EXERCISE:
Collect every line in the listing below that contains the word "door", and copy each one in full.

(begin)

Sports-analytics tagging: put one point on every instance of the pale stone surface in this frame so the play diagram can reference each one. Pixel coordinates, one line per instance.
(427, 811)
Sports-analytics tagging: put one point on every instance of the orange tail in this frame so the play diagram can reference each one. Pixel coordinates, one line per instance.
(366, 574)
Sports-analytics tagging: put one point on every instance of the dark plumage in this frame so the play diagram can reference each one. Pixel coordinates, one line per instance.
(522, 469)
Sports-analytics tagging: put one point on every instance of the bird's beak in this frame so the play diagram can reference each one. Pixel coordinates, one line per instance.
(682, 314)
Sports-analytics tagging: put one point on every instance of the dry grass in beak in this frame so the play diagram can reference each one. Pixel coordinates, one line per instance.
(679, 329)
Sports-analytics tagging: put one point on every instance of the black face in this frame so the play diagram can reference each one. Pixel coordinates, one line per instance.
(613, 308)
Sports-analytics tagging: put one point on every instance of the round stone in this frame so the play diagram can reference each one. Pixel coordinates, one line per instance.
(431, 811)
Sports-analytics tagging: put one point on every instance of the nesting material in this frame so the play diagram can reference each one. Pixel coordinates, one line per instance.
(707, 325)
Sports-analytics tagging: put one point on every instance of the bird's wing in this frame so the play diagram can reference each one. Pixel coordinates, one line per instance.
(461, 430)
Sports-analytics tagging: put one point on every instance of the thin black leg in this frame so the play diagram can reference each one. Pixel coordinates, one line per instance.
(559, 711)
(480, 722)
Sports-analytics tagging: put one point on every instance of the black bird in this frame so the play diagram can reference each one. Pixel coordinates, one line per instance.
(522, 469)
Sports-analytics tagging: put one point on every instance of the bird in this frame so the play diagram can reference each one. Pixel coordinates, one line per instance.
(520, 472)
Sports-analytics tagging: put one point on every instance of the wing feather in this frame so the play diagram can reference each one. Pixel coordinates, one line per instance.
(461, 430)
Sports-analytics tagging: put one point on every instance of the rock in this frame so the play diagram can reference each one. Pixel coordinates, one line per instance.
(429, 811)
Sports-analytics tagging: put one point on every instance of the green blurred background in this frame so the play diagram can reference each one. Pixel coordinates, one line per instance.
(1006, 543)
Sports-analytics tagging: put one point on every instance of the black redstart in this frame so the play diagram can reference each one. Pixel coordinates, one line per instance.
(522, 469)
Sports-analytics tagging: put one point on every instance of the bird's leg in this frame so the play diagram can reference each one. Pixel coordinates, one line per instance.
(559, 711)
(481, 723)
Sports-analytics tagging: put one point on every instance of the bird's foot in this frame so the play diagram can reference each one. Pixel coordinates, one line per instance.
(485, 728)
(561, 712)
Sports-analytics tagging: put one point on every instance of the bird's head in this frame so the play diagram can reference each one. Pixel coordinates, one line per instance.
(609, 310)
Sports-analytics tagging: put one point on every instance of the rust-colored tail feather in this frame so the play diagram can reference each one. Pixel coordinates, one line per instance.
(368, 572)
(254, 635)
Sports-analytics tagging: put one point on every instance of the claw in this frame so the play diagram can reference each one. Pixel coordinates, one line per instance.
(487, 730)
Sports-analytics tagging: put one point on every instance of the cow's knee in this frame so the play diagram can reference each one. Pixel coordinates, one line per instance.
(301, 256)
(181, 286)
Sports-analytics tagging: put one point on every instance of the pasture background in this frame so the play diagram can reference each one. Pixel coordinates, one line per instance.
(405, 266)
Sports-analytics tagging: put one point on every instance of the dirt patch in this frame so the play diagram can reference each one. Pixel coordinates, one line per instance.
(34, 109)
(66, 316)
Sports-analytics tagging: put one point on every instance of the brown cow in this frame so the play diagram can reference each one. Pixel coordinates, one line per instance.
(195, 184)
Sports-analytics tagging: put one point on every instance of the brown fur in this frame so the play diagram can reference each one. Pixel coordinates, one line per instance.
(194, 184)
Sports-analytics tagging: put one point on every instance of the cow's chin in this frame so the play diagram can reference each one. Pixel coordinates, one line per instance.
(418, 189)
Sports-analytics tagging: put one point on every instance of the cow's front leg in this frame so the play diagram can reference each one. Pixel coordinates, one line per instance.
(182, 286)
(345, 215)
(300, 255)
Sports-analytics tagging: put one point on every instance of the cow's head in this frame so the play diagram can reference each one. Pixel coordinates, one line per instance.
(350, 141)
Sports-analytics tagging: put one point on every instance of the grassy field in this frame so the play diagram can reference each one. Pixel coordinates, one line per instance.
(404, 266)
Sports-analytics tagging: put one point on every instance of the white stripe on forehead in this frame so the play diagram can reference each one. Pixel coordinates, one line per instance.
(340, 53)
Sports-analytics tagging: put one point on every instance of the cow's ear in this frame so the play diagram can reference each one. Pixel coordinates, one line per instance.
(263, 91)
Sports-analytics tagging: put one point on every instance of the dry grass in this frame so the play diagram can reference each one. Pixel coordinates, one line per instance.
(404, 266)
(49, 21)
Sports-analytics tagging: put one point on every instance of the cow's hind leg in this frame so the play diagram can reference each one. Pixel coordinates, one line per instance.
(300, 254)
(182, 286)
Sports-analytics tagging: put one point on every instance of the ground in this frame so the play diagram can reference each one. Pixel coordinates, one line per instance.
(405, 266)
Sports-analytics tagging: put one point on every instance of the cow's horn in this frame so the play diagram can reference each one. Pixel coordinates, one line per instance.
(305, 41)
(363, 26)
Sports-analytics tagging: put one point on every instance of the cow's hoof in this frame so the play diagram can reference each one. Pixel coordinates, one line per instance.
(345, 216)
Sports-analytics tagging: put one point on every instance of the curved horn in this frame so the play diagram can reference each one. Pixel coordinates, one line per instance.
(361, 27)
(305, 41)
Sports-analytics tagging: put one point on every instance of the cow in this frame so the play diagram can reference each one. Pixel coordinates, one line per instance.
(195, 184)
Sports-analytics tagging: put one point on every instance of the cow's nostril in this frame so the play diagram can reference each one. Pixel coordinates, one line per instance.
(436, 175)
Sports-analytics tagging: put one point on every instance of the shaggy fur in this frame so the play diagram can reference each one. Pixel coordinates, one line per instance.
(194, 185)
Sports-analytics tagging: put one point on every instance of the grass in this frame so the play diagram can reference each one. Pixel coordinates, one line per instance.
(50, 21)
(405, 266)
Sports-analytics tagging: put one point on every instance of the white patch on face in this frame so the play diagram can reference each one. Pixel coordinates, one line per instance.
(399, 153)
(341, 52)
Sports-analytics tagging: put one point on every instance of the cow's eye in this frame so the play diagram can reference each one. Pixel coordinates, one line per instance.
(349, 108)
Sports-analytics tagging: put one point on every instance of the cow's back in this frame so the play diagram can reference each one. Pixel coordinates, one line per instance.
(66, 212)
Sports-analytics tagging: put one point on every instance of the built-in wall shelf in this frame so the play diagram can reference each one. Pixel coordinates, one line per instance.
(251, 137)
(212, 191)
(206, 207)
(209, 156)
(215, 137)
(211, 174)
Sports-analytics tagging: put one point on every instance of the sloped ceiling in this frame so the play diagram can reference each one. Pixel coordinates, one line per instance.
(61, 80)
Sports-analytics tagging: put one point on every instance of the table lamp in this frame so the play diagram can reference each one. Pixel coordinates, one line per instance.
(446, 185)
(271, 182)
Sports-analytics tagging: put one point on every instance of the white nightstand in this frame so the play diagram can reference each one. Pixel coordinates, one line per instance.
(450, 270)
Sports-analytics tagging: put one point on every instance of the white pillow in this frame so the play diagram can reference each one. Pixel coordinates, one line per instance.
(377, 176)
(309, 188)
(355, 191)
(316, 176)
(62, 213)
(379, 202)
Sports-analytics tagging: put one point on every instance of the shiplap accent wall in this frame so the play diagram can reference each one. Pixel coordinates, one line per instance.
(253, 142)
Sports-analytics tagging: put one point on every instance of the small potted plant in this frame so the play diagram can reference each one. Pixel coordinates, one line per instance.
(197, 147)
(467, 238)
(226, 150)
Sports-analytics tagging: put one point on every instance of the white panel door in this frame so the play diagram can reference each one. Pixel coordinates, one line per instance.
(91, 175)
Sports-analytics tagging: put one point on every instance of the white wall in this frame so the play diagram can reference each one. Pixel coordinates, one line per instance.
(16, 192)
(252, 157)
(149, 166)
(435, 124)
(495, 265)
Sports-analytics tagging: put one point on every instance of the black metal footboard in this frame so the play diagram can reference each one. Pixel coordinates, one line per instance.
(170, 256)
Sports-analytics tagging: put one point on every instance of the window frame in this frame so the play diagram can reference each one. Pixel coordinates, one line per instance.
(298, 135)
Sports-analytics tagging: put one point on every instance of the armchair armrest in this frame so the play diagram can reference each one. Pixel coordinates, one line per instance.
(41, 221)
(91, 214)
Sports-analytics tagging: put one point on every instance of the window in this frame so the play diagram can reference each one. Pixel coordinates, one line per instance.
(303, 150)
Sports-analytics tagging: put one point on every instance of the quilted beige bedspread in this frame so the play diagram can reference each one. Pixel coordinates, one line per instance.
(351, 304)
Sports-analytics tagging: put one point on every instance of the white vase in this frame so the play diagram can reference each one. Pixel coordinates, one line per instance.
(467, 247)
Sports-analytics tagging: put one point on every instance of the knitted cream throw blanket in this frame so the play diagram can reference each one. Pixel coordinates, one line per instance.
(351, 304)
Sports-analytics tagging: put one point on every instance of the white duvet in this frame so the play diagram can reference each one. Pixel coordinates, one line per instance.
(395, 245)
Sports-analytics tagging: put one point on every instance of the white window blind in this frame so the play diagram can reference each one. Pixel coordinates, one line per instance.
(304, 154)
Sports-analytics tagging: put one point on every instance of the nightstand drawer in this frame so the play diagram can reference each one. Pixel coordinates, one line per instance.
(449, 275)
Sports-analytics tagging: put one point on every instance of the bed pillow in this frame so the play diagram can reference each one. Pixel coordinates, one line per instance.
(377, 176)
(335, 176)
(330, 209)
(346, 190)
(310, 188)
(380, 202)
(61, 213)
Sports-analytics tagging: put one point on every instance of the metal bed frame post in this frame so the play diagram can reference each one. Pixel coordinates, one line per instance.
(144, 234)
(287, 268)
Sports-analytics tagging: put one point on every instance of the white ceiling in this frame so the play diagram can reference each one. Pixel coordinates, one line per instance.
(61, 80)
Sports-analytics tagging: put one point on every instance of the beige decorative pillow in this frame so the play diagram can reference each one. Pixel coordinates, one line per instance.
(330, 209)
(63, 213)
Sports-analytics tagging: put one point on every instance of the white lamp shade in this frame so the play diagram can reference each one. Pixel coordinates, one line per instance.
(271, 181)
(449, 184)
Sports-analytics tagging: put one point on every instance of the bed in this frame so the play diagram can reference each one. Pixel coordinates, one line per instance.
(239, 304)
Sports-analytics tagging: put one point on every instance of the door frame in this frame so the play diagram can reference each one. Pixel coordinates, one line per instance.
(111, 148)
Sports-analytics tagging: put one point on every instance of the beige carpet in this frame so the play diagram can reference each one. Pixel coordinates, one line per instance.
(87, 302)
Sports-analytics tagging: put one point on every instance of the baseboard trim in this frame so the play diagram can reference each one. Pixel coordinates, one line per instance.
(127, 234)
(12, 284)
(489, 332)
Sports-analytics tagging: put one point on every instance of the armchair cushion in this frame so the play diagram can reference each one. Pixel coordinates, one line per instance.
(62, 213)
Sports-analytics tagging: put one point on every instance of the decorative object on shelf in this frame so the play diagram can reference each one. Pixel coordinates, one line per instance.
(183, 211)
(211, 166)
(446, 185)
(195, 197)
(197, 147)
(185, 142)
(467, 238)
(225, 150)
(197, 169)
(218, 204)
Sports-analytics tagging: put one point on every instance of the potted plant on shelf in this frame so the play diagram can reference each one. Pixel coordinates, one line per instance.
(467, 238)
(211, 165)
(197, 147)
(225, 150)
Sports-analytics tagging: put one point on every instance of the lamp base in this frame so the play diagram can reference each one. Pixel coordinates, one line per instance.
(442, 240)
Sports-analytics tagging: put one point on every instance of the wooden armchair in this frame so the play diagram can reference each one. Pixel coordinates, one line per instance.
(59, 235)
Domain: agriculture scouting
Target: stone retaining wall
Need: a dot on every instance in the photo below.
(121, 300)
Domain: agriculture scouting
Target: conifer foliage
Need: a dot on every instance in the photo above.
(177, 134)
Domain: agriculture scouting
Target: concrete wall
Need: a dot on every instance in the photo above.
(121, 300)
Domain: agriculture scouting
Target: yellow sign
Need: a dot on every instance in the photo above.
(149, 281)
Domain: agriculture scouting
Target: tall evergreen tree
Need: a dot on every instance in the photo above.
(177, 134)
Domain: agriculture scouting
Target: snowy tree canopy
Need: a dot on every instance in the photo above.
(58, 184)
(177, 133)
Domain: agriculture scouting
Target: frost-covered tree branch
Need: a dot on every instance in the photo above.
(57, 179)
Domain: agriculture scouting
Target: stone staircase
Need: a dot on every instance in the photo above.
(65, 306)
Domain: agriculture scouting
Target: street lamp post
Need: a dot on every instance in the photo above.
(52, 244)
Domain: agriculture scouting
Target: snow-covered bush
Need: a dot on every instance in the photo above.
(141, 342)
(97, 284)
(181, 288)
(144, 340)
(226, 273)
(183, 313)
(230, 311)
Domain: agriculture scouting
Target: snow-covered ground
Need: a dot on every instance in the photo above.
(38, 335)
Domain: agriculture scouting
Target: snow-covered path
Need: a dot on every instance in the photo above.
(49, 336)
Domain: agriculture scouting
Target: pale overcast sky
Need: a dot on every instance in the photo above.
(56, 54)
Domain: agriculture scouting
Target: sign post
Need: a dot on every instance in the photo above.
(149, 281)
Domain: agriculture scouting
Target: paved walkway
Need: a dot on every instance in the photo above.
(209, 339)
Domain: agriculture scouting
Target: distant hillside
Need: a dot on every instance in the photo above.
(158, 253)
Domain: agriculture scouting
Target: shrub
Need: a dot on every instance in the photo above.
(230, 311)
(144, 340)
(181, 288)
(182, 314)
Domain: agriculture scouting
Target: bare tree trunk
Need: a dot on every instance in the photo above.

(end)

RESULT OF THIS TASK:
Sports-analytics tagging: put one point on every instance of the white panel door in this frame so the play diagram can reference each one. Pixel coordinates, one line per instance.
Sports-analytics tagging: put one point on every instance of the door frame in this frame so the play diagram can reference each one. Pixel coordinates, one line per instance.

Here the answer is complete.